What the exercise asks — Quote the stretch of the Slave Lake fire text from "The second video" through "rebuild and rebound.", keeping every word as it stands.

Extract to read —
=-=-=-=-=
Here's a video that shows a lot of the destruction: you'll see homes, the city hall, a main street Ford dealership and the new mall completely gutted. A lot of the scenes that show fire behind a screen of trees is not forest fire at all, but the actual town blazing up that brightly, behind a windbreak. There are a lot of videos of the fire, but this one best encapsulates the fire, the aftermath and the feeling of losing ones community that way.

The second video shows just how thoroughly the destroyed houses have been destroyed, and has some information on the cleanup. The RCMP are going through the remains of the homes, looking for objects of value, before people return, to prevent looting and injury, and reunite people with whatever can be saved. It's tragic how little is left, and sweet that the authorities recognize the value the little things may have. I think Slave Lake will rebuild and rebound.
=-=-=-=-=
Recorded information —
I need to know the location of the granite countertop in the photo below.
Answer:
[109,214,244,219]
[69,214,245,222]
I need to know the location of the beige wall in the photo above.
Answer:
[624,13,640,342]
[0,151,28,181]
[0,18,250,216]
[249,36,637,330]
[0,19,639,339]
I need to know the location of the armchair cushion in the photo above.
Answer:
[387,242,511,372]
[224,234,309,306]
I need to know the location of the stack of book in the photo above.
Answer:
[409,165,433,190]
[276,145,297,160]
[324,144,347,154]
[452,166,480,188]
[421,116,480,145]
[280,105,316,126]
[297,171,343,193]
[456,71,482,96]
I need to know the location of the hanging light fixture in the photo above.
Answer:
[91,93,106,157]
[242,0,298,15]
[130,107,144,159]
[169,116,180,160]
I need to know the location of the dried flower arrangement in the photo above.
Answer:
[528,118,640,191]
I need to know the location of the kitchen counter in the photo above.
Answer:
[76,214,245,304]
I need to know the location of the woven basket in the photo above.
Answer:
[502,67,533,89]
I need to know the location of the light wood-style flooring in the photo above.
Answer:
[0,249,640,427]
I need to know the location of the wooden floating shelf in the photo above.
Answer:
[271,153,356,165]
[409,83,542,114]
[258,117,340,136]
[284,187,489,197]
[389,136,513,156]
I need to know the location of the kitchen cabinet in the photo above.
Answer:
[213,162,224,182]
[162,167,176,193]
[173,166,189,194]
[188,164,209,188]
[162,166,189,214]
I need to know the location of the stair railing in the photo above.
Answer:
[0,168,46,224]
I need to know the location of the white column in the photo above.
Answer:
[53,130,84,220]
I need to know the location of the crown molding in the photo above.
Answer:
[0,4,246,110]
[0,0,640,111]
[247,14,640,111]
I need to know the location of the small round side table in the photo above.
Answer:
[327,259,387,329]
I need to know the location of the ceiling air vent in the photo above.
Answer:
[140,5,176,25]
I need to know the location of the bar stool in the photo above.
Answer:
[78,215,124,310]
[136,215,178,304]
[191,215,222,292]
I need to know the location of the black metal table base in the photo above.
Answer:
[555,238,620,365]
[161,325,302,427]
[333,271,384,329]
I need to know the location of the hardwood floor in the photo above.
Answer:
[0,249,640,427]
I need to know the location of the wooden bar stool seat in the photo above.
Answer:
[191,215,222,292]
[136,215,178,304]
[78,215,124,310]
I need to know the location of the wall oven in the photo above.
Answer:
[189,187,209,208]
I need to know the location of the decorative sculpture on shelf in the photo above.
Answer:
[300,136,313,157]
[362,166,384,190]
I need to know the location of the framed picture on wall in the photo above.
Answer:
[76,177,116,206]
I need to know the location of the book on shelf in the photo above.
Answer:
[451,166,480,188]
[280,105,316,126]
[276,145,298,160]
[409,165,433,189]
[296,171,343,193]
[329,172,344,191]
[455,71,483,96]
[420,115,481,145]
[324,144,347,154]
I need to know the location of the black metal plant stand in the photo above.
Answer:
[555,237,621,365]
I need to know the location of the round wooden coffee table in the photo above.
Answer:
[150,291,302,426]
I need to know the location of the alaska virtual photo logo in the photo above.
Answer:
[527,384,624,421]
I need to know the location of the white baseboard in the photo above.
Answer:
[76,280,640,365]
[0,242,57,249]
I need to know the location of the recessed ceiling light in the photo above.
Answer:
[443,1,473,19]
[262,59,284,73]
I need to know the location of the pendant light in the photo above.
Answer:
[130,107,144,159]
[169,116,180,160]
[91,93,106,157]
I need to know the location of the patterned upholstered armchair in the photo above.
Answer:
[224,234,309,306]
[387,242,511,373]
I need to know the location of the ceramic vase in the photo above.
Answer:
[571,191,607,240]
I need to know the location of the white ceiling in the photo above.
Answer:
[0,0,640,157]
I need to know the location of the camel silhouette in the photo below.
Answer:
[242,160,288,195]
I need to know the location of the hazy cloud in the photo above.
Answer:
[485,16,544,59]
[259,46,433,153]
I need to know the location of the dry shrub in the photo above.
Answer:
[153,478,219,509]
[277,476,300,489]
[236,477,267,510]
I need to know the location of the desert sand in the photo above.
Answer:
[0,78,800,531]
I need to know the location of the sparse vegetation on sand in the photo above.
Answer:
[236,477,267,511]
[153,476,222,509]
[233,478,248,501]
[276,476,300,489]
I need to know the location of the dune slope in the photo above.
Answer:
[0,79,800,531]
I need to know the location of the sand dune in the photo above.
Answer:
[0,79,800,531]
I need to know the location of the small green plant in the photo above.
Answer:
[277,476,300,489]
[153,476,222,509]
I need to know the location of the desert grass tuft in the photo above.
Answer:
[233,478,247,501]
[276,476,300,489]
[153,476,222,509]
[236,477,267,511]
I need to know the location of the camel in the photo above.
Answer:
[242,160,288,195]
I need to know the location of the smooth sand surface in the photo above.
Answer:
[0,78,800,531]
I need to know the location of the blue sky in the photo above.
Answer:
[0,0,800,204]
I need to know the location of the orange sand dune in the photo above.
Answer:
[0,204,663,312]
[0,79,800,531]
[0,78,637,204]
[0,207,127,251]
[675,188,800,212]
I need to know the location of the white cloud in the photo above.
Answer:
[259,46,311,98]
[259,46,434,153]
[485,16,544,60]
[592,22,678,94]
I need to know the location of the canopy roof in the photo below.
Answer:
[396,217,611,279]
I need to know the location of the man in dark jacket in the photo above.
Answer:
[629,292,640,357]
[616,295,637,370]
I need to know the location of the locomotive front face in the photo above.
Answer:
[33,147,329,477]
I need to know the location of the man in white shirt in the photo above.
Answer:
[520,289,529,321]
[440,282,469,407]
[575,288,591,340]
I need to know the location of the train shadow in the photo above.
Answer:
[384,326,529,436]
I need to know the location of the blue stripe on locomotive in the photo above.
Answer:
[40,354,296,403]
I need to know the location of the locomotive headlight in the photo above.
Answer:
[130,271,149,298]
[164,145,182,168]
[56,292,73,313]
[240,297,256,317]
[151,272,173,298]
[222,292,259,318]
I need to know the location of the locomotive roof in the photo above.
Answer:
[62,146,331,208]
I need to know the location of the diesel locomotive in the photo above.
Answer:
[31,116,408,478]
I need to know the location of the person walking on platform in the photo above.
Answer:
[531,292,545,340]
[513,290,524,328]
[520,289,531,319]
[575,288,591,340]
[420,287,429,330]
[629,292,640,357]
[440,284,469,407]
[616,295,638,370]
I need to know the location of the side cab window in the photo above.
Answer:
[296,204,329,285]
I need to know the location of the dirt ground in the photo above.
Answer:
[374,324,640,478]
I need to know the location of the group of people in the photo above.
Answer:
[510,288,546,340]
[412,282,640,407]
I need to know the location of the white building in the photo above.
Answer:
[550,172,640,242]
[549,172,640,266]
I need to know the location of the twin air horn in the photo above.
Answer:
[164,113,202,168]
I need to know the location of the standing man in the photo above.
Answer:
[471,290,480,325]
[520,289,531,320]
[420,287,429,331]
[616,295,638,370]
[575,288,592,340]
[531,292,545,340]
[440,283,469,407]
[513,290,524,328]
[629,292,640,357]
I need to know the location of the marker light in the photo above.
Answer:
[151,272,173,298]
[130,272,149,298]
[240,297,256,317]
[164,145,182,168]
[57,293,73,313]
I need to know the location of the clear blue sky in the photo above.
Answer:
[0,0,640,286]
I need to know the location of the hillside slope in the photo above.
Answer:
=-=-=-=-=
Reply —
The second video shows just how thoroughly the destroyed houses have been destroyed, and has some information on the cleanup. The RCMP are going through the remains of the homes, looking for objects of value, before people return, to prevent looting and injury, and reunite people with whatever can be saved. It's tragic how little is left, and sweet that the authorities recognize the value the little things may have. I think Slave Lake will rebuild and rebound.